SELECTED EXTRACT:

-=-=-

President Donald Trump removed climate change from the list of worldwide threats menacing the United States on Monday, a shift that underscores the long-term ramifications of the “America first” world view he laid out in his new National Security Strategy. (Photo: Donald J. Trump/Facebook)

WASHINGTON — President Donald Trump removed climate change from the list of worldwide threats menacing the United States on Monday, a shift that underscores the long-term ramifications of the “America first” world view he laid out in his new National Security Strategy.

The document depicts Russia and China as combative rivals in perpetual competition with the U.S. But it makes no mention of what scientists say are the dangers posed by a warming climate, including more extreme weather events that could spark humanitarian crises, mass migrations, and conflict.

It’s a significant departure from the Obama administration, which had described climate change as an “urgent and growing threat to our national security.” And it demonstrates how Trump, despite struggling to push his own agenda through a Republican-controlled Congress, has been able to unilaterally dismantle one of his predecessor’s signature efforts.

As far back as 2003, during George W. Bush’s presidency, a report commissioned by the Defence Department said abrupt climate change threatened “disruption and conflict,” refugee crises, border tensions and more military conflicts.

Trump’s national security report, required annually by Congress, emphasizes that economic security is national security for the U.S. It makes clear the United States will unilaterally defend its sovereignty, even if that means risking existing agreements with other countries.

The new document doesn’t eliminate references to the environment entirely. It “recognizes the importance of environmental stewardship” and says that “climate policies will continue to shape the global energy system.”

“The United States will remain a global leader in reducing traditional pollution, as well as greenhouse gases, while expanding our economy,” it reads.

But Trump, in a speech about the report, blamed past administrations for putting “American energy under lock and key” and said his approach “embraces a future of American energy dominance and self-sufficiency.”

“Our nation must take advantage of our wealth in domestic resources and energy efficiency to promote competitiveness across our industries,” he said.

That thinking represents a reversal, not just from previous Democratic administrations, but from Republican as well, said Geoffrey Dabelko, director of environmental studies at Ohio University.

-=-=-

DATA BLOCK:
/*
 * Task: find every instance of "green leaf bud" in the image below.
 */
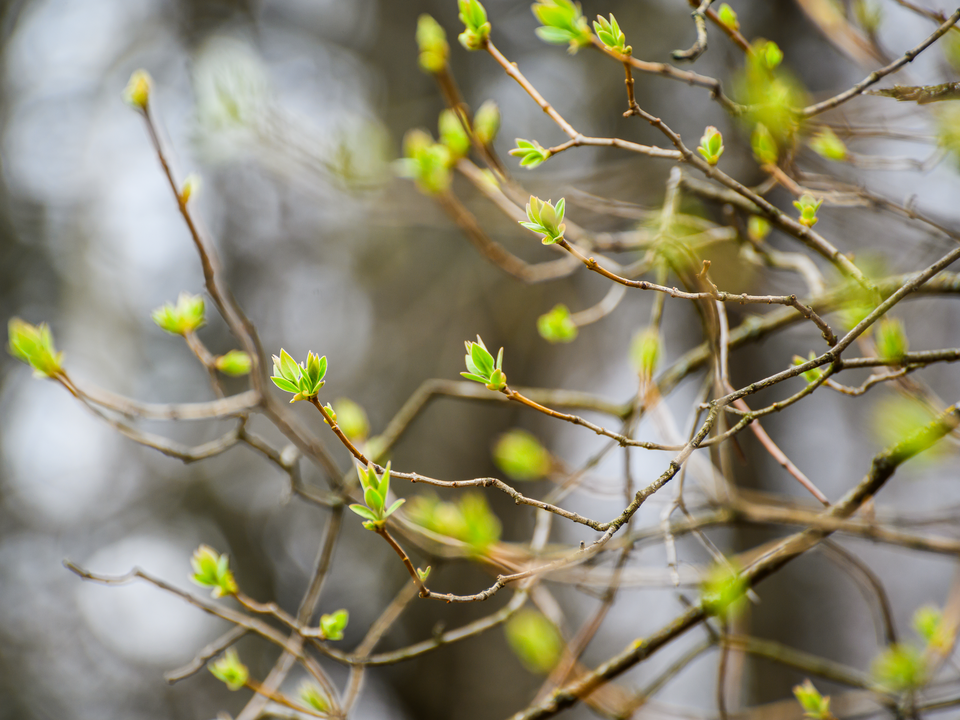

-=-=-

INSTRUCTIONS:
1. In the news article about Trump's National Security Strategy, what position does Geoffrey Dabelko hold?
2. From the news article about Trump's National Security Strategy, extract the passage from "But Trump, in" up to and including "at Ohio University.".

ANSWERS TO THE TASKS:
1. Director of environmental studies at Ohio University

2.
But Trump, in a speech about the report, blamed past administrations for putting “American energy under lock and key” and said his approach “embraces a future of American energy dominance and self-sufficiency.”

“Our nation must take advantage of our wealth in domestic resources and energy efficiency to promote competitiveness across our industries,” he said.

That thinking represents a reversal, not just from previous Democratic administrations, but from Republican as well, said Geoffrey Dabelko, director of environmental studies at Ohio University.